▶ **Work to complete**:
Lay out the listing below as a Markdown table with two columns, No. and Line, one row per line and no rows for blank lines.

Annotation data for object locations
======

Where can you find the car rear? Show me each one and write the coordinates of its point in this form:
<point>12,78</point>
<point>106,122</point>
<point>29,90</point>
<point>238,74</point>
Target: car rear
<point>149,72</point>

======

▶ **Result**:
| No. | Line |
|---|---|
| 1 | Where can you find the car rear? Show me each one and write the coordinates of its point in this form: |
| 2 | <point>12,78</point> |
| 3 | <point>106,122</point> |
| 4 | <point>29,90</point> |
| 5 | <point>238,74</point> |
| 6 | Target: car rear |
| 7 | <point>149,72</point> |